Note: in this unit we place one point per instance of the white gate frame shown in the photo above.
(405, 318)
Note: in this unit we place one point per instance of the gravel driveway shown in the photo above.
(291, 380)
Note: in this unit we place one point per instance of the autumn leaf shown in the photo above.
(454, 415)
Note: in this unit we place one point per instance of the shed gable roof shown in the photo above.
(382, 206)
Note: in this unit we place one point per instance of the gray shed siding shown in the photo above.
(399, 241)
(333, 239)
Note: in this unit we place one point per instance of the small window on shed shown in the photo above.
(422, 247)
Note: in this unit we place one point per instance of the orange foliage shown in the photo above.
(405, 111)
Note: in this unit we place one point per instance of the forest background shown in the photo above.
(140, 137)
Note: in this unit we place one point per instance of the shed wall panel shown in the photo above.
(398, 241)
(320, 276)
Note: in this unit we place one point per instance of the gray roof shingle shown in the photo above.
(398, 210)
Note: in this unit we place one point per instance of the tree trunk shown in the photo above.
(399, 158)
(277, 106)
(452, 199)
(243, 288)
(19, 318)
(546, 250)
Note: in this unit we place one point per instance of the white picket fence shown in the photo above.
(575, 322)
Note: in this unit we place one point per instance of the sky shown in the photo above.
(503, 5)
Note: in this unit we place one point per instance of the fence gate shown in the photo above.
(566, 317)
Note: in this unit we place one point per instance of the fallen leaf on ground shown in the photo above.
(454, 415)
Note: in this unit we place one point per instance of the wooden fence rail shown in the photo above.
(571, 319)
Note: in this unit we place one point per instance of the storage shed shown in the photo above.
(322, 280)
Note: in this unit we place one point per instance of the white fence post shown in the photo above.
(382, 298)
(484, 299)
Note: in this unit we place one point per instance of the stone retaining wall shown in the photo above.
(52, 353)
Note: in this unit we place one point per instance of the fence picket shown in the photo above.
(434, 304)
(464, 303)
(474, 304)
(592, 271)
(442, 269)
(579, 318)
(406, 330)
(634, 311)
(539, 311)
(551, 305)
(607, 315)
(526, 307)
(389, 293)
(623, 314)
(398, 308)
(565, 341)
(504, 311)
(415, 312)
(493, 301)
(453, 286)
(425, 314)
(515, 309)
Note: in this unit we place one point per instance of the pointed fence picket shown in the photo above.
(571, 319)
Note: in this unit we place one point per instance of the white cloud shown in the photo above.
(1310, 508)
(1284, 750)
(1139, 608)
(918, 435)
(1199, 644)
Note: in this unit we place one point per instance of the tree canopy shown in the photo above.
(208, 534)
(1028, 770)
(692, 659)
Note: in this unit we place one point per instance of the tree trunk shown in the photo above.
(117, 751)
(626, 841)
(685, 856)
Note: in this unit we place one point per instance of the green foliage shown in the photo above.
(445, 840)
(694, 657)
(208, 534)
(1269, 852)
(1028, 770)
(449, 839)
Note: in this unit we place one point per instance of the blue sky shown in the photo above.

+++

### Exercise goal
Each line above, from the one that contains "the fence picket shown in the photo above." to the last line of the records, should be repeated exactly. Leave out all others.

### Your response
Note: in this unit we place one point per instance of the fence picket shown in the photo above.
(434, 304)
(464, 303)
(474, 304)
(592, 271)
(442, 269)
(579, 318)
(406, 330)
(634, 311)
(539, 311)
(551, 305)
(607, 315)
(526, 307)
(389, 293)
(623, 314)
(398, 308)
(565, 341)
(504, 311)
(415, 312)
(493, 301)
(453, 286)
(425, 314)
(515, 309)
Note: in this unit we place one point per instance of the pointed fence picket shown in the photo above.
(571, 319)
Note: in this unit we place one point per instance of the white cloud shown in the photo above.
(1310, 508)
(1284, 750)
(1139, 608)
(918, 435)
(1199, 644)
Note: in this unit we place one point per instance of the tree canopy shown in the photo above.
(208, 534)
(1028, 770)
(692, 659)
Note: in this unit we place one point per instance of the tree trunk shown in the photo above.
(117, 751)
(626, 841)
(685, 856)
Note: in this unit we place one point per instance of the green foliage shown in the photo above.
(445, 840)
(694, 657)
(208, 534)
(1269, 852)
(1028, 770)
(449, 839)
Note: in this unit we place one point per instance of the blue sky shown in the photo above.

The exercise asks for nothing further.